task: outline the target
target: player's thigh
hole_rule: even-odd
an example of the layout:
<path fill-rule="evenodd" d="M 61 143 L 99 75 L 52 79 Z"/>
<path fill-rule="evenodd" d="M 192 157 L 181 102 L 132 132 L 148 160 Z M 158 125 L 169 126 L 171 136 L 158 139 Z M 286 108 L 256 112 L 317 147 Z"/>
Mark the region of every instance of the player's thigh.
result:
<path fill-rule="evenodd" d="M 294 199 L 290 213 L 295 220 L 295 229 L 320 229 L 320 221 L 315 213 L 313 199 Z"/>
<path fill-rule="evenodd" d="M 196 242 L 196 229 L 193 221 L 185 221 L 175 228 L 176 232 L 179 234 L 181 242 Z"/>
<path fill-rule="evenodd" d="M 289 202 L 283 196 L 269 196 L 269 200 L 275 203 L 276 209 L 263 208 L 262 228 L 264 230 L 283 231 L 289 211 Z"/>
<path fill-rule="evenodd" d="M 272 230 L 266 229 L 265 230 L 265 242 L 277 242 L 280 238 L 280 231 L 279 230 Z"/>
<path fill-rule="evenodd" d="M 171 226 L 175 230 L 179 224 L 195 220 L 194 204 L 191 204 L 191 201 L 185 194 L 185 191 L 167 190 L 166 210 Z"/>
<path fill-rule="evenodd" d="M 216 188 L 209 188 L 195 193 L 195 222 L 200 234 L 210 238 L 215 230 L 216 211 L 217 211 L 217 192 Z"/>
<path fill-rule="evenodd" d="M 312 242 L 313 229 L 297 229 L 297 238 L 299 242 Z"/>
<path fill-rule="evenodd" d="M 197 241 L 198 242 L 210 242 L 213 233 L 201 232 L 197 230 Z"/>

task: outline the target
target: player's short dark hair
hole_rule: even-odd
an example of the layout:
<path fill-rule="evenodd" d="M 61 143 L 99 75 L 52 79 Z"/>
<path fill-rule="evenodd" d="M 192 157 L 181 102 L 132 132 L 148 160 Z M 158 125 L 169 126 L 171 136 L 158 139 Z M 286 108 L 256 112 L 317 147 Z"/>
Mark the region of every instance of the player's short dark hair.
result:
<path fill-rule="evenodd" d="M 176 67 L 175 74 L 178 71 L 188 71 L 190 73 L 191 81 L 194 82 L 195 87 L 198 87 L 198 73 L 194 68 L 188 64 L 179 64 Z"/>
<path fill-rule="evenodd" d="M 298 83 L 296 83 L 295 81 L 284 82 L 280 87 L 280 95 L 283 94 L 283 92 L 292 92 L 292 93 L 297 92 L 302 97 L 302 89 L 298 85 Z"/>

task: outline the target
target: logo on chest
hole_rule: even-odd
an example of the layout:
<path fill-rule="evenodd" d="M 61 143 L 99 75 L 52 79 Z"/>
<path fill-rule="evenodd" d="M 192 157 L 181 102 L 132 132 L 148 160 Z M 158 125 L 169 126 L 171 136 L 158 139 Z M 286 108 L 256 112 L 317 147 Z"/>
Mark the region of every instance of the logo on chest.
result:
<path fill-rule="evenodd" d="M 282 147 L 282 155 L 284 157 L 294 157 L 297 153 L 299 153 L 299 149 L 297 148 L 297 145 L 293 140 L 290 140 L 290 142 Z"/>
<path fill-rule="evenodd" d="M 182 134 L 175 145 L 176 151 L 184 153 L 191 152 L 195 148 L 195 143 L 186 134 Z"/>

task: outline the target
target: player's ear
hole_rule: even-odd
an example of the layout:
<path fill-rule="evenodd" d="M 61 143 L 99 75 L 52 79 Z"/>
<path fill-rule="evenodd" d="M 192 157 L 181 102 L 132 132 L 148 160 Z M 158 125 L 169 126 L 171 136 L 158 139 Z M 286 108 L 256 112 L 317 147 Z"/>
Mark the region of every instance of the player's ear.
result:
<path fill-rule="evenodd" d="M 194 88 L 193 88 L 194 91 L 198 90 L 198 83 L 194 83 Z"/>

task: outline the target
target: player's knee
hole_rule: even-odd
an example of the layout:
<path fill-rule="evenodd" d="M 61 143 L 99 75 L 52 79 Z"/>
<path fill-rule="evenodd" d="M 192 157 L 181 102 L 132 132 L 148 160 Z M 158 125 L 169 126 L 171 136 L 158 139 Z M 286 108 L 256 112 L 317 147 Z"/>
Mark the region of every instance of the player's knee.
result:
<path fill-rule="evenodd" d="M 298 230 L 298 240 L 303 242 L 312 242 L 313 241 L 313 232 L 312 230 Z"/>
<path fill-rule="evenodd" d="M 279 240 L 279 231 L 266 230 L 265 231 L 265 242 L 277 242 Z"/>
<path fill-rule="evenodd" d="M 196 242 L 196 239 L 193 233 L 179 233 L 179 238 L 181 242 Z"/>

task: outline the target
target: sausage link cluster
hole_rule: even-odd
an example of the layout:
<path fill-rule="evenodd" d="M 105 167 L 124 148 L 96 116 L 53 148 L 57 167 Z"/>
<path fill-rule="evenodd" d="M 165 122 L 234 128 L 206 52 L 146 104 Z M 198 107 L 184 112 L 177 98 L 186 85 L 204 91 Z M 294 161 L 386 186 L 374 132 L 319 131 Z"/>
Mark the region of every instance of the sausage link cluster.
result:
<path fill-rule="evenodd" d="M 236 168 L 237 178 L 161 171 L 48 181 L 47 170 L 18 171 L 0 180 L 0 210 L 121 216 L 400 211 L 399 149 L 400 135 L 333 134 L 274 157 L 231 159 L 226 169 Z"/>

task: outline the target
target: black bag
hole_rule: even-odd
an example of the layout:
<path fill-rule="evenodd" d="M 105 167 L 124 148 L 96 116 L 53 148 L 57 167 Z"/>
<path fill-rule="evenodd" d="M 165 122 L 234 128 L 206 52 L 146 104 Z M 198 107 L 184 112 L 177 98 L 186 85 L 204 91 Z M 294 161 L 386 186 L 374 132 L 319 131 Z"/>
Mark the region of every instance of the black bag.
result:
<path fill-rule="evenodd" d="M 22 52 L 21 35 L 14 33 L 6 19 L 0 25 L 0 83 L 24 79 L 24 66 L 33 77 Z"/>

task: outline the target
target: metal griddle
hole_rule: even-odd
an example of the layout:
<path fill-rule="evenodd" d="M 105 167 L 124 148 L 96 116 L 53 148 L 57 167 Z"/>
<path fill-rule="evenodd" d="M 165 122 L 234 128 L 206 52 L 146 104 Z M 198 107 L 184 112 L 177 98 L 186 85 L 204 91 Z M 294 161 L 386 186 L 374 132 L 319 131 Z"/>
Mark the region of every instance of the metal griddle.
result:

··········

TASK OBJECTIVE: Convert the lines above into a numbered list, leaving out the blank lines.

TASK ANSWER:
1. task: outline the target
2. target: player's thigh
3. hole_rule: even-odd
4. an example of the layout:
5. <path fill-rule="evenodd" d="M 61 143 L 99 75 L 52 79 Z"/>
6. <path fill-rule="evenodd" d="M 192 157 L 181 102 L 132 132 L 148 160 Z M 158 125 L 169 126 L 171 136 L 158 139 Z M 286 108 L 256 112 L 317 147 Z"/>
7. Mark the region of every instance of the player's thigh.
8. result:
9. <path fill-rule="evenodd" d="M 294 199 L 290 213 L 295 220 L 295 229 L 320 229 L 320 221 L 315 213 L 313 199 Z"/>
10. <path fill-rule="evenodd" d="M 196 242 L 196 229 L 193 221 L 185 221 L 175 228 L 176 232 L 179 234 L 181 242 Z"/>
11. <path fill-rule="evenodd" d="M 289 202 L 283 196 L 269 196 L 269 200 L 275 203 L 276 209 L 263 208 L 262 228 L 264 230 L 283 231 L 289 211 Z"/>
12. <path fill-rule="evenodd" d="M 272 230 L 266 229 L 265 230 L 265 242 L 277 242 L 280 238 L 280 231 L 279 230 Z"/>
13. <path fill-rule="evenodd" d="M 171 226 L 175 230 L 179 224 L 195 220 L 194 204 L 191 204 L 191 201 L 185 194 L 185 191 L 167 190 L 166 210 Z"/>
14. <path fill-rule="evenodd" d="M 216 188 L 209 188 L 195 193 L 195 222 L 200 234 L 210 238 L 215 230 L 216 211 L 217 211 L 217 192 Z"/>
15. <path fill-rule="evenodd" d="M 312 242 L 313 229 L 297 229 L 297 238 L 299 242 Z"/>
16. <path fill-rule="evenodd" d="M 197 241 L 198 242 L 210 242 L 213 233 L 201 232 L 197 230 Z"/>
17. task: outline the target
18. target: player's short dark hair
19. hole_rule: even-odd
20. an example of the layout:
21. <path fill-rule="evenodd" d="M 61 143 L 99 75 L 52 79 Z"/>
22. <path fill-rule="evenodd" d="M 192 157 L 181 102 L 132 132 L 148 160 Z M 158 125 L 169 126 L 171 136 L 158 139 Z M 286 108 L 256 112 L 317 147 Z"/>
23. Mark the region of every instance of the player's short dark hair.
24. result:
25. <path fill-rule="evenodd" d="M 176 67 L 175 74 L 178 71 L 188 71 L 190 73 L 191 81 L 194 82 L 195 87 L 198 87 L 198 73 L 194 68 L 188 64 L 179 64 Z"/>
26. <path fill-rule="evenodd" d="M 298 83 L 296 83 L 295 81 L 284 82 L 280 87 L 280 95 L 283 94 L 283 92 L 292 92 L 292 93 L 297 92 L 302 97 L 302 89 L 298 85 Z"/>
27. task: outline the target
28. target: logo on chest
29. hole_rule: even-odd
30. an example of the layout:
31. <path fill-rule="evenodd" d="M 61 143 L 99 75 L 52 79 Z"/>
32. <path fill-rule="evenodd" d="M 192 157 L 181 102 L 132 132 L 148 160 Z M 158 125 L 169 126 L 171 136 L 158 139 Z M 286 108 L 256 112 L 317 147 Z"/>
33. Mark the region of every instance of the logo on chest.
34. result:
35. <path fill-rule="evenodd" d="M 282 147 L 282 155 L 284 157 L 294 157 L 297 153 L 299 153 L 299 149 L 297 148 L 297 145 L 293 140 L 290 140 L 290 142 Z"/>
36. <path fill-rule="evenodd" d="M 182 134 L 175 145 L 176 151 L 184 153 L 191 152 L 195 148 L 195 143 L 186 134 Z"/>
37. task: outline the target
38. target: player's ear
39. hole_rule: even-odd
40. an example of the layout:
41. <path fill-rule="evenodd" d="M 61 143 L 99 75 L 52 79 Z"/>
42. <path fill-rule="evenodd" d="M 192 157 L 181 102 L 132 132 L 148 160 Z M 158 125 L 169 126 L 171 136 L 158 139 Z M 286 108 L 256 112 L 317 147 Z"/>
43. Mark the region of every instance of the player's ear.
44. result:
45. <path fill-rule="evenodd" d="M 194 88 L 193 88 L 194 91 L 198 90 L 198 83 L 194 83 Z"/>
46. task: outline the target
47. target: player's knee
48. hole_rule: even-odd
49. an example of the layout:
50. <path fill-rule="evenodd" d="M 61 143 L 99 75 L 52 79 Z"/>
51. <path fill-rule="evenodd" d="M 192 157 L 181 102 L 132 132 L 148 160 Z M 158 125 L 169 126 L 171 136 L 158 139 Z M 286 108 L 256 112 L 317 147 Z"/>
52. Mark the region of every instance of the player's knee.
53. result:
54. <path fill-rule="evenodd" d="M 298 230 L 298 240 L 303 242 L 312 242 L 313 241 L 313 232 L 312 230 Z"/>
55. <path fill-rule="evenodd" d="M 279 240 L 279 231 L 266 230 L 265 231 L 265 242 L 277 242 Z"/>
56. <path fill-rule="evenodd" d="M 196 242 L 196 239 L 193 233 L 179 233 L 179 238 L 181 242 Z"/>
57. task: outline the target
58. target: sausage link cluster
59. hole_rule: even-odd
60. an example of the layout:
61. <path fill-rule="evenodd" d="M 105 167 L 124 148 L 96 116 L 53 148 L 57 167 Z"/>
62. <path fill-rule="evenodd" d="M 165 122 L 234 128 L 206 52 L 146 104 Z M 198 107 L 184 112 L 177 98 L 186 85 L 204 91 Z M 294 161 L 386 186 L 374 132 L 319 131 Z"/>
63. Mark the region of every instance of the sausage link cluster.
64. result:
65. <path fill-rule="evenodd" d="M 236 168 L 237 178 L 161 171 L 48 181 L 47 170 L 18 171 L 0 180 L 0 210 L 121 216 L 400 211 L 399 149 L 400 135 L 333 134 L 274 157 L 231 159 L 226 169 Z"/>
66. task: outline the target
67. target: black bag
68. hole_rule: even-odd
69. an example of the layout:
70. <path fill-rule="evenodd" d="M 105 167 L 124 148 L 96 116 L 53 148 L 57 167 Z"/>
71. <path fill-rule="evenodd" d="M 165 122 L 234 128 L 206 52 L 146 104 Z M 198 107 L 184 112 L 177 98 L 186 85 L 204 91 Z M 294 161 L 386 186 L 374 132 L 319 131 Z"/>
72. Mark the region of every instance of the black bag.
73. result:
74. <path fill-rule="evenodd" d="M 22 52 L 21 35 L 14 33 L 6 19 L 0 25 L 0 83 L 24 79 L 24 66 L 33 77 Z"/>
75. task: outline the target
76. target: metal griddle
77. hole_rule: even-odd
78. an example of the layout:
79. <path fill-rule="evenodd" d="M 105 167 L 124 148 L 96 116 L 53 148 L 57 167 Z"/>
80. <path fill-rule="evenodd" d="M 165 122 L 234 128 L 206 52 L 146 104 Z M 198 107 L 184 112 L 177 98 L 186 85 L 204 91 Z M 294 161 L 386 186 L 374 132 L 319 131 Z"/>
81. Mark the region of every instance of the metal griddle.
82. result:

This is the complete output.